TEXT PROVIDED:
· · · · ·
Operation Blow to the Head was a Yemeni military operation against the militants in the insurgent Yemeni town of Saada in the Saada Governorate. The Yemeni government troops began trying to capture the town on 13 January 2010. On that day, the Islamic militant Abdullah Mehdar was killed by Yemeni security forces.

Region insurgency

In June 2004, insurgency returned in Yemen. The Yemeni government allegedly received help from the United States in controlling the insurgent force. From June to August 2004, Houthis battled with the Yemeni government under Hussein Badreddin al-Houthi. Hussein was killed in the insurgency by September. His brother, Abdul-Malik al-Houthi took over command over the insurgents, and leads them today. The allies launched Operation Scorched Earth, but the rebels agreed to a short truce on 12 February 2010.
· · · · ·
RECORD EXTRACTS:

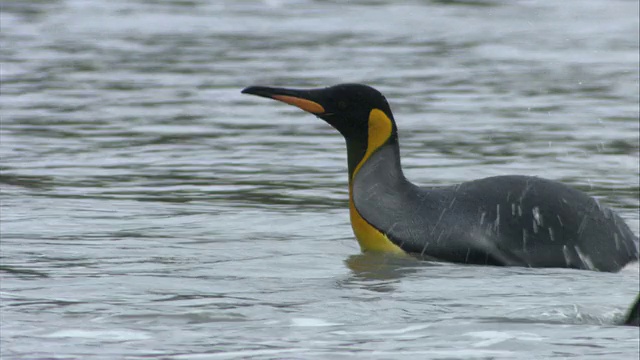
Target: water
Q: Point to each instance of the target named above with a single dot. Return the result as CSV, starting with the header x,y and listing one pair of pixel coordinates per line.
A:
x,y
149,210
· · · · ·
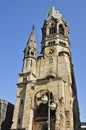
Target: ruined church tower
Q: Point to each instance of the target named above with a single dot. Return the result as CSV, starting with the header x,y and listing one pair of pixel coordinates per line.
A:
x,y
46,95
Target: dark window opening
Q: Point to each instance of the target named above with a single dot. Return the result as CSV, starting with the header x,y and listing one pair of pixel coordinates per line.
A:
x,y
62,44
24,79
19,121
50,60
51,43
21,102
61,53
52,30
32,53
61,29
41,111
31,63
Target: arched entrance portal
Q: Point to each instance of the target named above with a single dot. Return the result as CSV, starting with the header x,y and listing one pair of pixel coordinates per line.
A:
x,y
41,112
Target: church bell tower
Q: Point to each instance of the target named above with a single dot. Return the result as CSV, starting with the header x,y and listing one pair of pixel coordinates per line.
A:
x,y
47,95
· · · · ·
WHAT THIS EXERCISE ASKS:
A) List every person mentioned by name in the text on Operation Blow to the Head.
B) List each line of the records that includes the word "tower".

EXPECTED RESPONSES:
A)
Abdullah Mehdar
Hussein Badreddin al-Houthi
Abdul-Malik al-Houthi

B)
Target: ruined church tower
Target: church bell tower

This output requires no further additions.